● Exercise: Copy, from the data below, every line that has "license" in it.

Extracted records
· · · ·

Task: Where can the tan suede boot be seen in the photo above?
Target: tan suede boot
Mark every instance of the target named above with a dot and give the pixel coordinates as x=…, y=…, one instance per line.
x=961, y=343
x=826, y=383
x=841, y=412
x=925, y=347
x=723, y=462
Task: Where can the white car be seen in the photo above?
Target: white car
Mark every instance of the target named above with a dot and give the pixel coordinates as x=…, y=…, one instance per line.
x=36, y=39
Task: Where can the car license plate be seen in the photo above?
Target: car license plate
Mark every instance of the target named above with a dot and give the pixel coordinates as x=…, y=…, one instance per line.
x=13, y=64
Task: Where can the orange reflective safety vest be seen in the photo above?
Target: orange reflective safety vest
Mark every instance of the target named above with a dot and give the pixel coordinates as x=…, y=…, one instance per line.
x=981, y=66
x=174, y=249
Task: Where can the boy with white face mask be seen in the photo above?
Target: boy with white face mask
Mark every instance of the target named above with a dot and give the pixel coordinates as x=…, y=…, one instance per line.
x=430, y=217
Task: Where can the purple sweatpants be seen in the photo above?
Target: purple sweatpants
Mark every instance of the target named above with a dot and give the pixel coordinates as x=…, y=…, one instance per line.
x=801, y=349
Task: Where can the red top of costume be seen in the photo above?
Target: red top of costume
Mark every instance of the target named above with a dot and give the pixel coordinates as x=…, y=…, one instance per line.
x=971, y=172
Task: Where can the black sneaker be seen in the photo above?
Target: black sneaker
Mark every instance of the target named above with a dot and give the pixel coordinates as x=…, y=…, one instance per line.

· · · ·

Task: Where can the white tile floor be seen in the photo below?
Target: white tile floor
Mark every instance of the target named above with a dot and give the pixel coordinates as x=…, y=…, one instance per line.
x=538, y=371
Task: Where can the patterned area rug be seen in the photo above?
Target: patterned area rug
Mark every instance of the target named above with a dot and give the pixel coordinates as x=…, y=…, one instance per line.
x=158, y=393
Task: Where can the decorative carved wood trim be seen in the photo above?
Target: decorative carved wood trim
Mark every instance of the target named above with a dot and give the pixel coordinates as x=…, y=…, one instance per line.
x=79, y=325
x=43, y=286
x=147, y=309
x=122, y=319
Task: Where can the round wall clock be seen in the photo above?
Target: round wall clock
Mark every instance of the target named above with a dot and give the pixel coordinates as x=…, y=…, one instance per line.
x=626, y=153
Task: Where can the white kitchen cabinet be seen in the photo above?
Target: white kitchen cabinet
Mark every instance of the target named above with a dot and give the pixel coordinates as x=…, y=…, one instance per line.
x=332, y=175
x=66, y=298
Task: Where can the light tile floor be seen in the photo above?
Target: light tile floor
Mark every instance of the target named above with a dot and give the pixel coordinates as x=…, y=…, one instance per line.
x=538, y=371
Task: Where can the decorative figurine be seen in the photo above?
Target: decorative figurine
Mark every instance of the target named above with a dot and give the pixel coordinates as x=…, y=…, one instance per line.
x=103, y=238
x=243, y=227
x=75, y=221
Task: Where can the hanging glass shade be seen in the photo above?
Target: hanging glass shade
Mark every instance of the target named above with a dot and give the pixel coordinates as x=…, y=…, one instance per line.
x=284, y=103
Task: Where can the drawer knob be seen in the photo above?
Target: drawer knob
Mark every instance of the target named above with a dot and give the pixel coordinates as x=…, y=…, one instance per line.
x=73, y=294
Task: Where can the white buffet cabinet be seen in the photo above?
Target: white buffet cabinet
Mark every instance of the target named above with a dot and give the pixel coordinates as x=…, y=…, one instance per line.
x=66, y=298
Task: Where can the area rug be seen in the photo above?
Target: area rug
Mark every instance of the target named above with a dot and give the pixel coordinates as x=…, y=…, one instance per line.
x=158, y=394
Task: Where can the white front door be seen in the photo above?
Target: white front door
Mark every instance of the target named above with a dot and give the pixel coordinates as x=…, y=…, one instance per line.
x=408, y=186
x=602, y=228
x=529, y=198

· · · ·

● Written response:
Task: Where can the car license plate be seen in the photo above?
Target: car license plate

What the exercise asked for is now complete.